*WORK TO DO*
In the entries below, rewrite the part that opens with the line containing "TARGET: blurred audience head" and runs through the end of the entries, changing "banner" to "sign" and keeping everything else the same. Leave the pictures out of your answer.

☆ ☆ ☆ ☆ ☆ ☆ ☆

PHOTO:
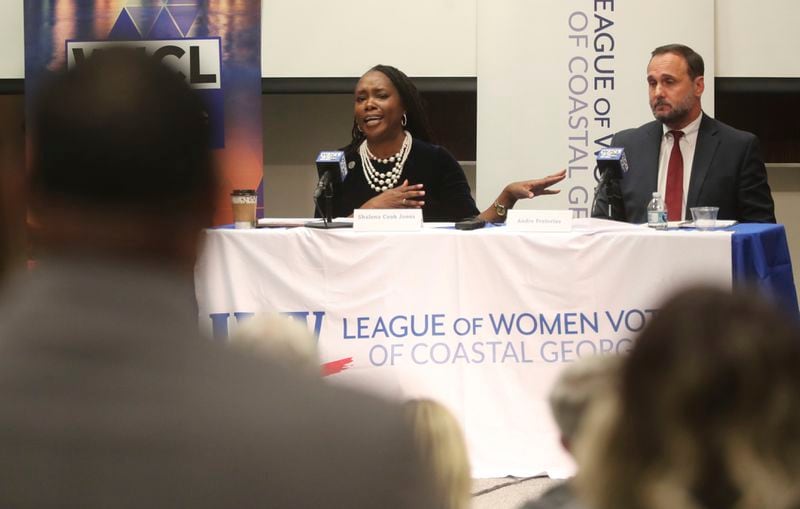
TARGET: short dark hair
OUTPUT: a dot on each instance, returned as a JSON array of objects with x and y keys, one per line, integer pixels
[
  {"x": 121, "y": 131},
  {"x": 417, "y": 124},
  {"x": 693, "y": 59}
]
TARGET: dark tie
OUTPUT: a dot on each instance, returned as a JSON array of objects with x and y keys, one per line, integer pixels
[{"x": 674, "y": 194}]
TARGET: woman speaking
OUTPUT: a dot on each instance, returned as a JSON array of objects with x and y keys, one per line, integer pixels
[{"x": 392, "y": 163}]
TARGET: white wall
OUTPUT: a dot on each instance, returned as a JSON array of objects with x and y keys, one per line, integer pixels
[
  {"x": 12, "y": 41},
  {"x": 758, "y": 38},
  {"x": 347, "y": 37}
]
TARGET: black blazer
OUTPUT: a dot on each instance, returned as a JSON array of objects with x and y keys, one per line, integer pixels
[{"x": 727, "y": 172}]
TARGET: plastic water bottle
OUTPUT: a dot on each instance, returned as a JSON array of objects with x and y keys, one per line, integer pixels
[{"x": 657, "y": 213}]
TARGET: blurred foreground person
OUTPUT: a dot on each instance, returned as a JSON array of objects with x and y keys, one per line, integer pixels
[
  {"x": 110, "y": 397},
  {"x": 12, "y": 218},
  {"x": 708, "y": 412},
  {"x": 442, "y": 453},
  {"x": 579, "y": 385}
]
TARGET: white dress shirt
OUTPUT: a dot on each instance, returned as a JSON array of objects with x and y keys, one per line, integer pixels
[{"x": 687, "y": 143}]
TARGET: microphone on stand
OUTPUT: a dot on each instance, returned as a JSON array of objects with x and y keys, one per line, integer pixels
[
  {"x": 332, "y": 170},
  {"x": 612, "y": 165}
]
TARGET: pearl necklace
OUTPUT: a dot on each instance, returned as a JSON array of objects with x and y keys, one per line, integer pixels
[{"x": 381, "y": 181}]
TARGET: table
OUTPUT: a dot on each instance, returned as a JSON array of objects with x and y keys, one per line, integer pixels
[{"x": 480, "y": 320}]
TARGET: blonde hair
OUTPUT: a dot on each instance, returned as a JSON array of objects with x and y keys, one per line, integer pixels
[
  {"x": 281, "y": 338},
  {"x": 441, "y": 452},
  {"x": 577, "y": 386},
  {"x": 707, "y": 415}
]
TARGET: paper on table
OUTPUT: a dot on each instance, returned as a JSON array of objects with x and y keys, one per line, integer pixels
[{"x": 721, "y": 223}]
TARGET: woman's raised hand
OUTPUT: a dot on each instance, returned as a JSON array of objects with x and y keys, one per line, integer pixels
[
  {"x": 535, "y": 187},
  {"x": 404, "y": 196}
]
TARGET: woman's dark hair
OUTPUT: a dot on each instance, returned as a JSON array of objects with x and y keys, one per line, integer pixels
[{"x": 417, "y": 124}]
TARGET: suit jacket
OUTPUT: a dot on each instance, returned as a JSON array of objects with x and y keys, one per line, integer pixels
[
  {"x": 110, "y": 398},
  {"x": 727, "y": 172}
]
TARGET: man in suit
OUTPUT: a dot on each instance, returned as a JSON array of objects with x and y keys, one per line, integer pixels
[
  {"x": 110, "y": 397},
  {"x": 712, "y": 164}
]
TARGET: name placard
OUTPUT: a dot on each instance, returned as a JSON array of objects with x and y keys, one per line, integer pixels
[
  {"x": 539, "y": 220},
  {"x": 387, "y": 220}
]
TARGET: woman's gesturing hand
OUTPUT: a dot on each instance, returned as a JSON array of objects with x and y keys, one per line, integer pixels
[
  {"x": 404, "y": 196},
  {"x": 535, "y": 187}
]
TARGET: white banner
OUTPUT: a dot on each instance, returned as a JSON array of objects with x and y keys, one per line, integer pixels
[
  {"x": 479, "y": 320},
  {"x": 557, "y": 78}
]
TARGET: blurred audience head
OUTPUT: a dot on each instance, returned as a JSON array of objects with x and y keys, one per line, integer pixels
[
  {"x": 281, "y": 338},
  {"x": 121, "y": 159},
  {"x": 579, "y": 384},
  {"x": 442, "y": 453},
  {"x": 708, "y": 411}
]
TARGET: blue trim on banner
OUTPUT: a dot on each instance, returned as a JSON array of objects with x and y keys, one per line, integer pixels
[{"x": 760, "y": 257}]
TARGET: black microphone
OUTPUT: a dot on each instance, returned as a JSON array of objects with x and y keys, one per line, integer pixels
[
  {"x": 323, "y": 182},
  {"x": 331, "y": 167},
  {"x": 332, "y": 170},
  {"x": 612, "y": 164}
]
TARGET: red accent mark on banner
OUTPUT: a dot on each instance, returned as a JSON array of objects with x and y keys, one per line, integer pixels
[{"x": 334, "y": 367}]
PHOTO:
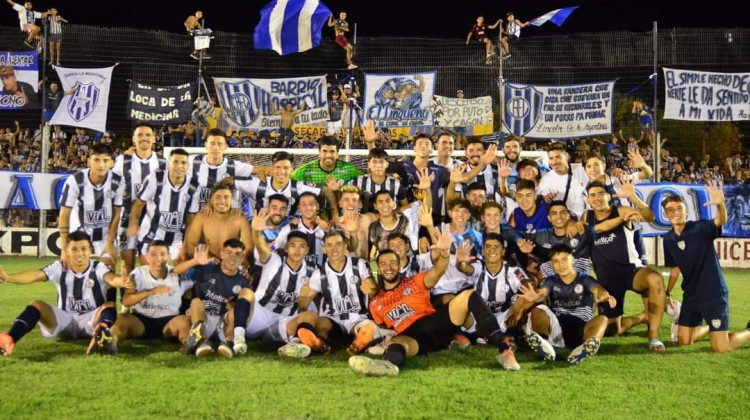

☆ ☆ ☆ ☆ ☆ ☆ ☆

*SOLUTION FOR THIS TASK*
TARGET: blurred audience head
OUTPUT: a dot on each instance, returned as a JSON array of objects with x and y keys, one per line, integer pixels
[
  {"x": 281, "y": 338},
  {"x": 121, "y": 159},
  {"x": 579, "y": 384},
  {"x": 442, "y": 453},
  {"x": 708, "y": 411}
]
TARGET: blue trim on sign
OUTPUT: a dot on each instance, returned as a JSON array of objects with x and y keys, one per line, integer pixels
[{"x": 760, "y": 257}]
TARGET: black microphone
OUTPUT: a dot on each instance, returned as a JSON array of objects with x and y keys, one per line, integer pixels
[
  {"x": 323, "y": 182},
  {"x": 331, "y": 167},
  {"x": 332, "y": 170},
  {"x": 612, "y": 164}
]
TARGET: red accent mark on sign
OUTPUT: a dot on each instance, returned as a JSON array of objects with x and y keys, one per line, integer pixels
[{"x": 334, "y": 367}]
PHOTO:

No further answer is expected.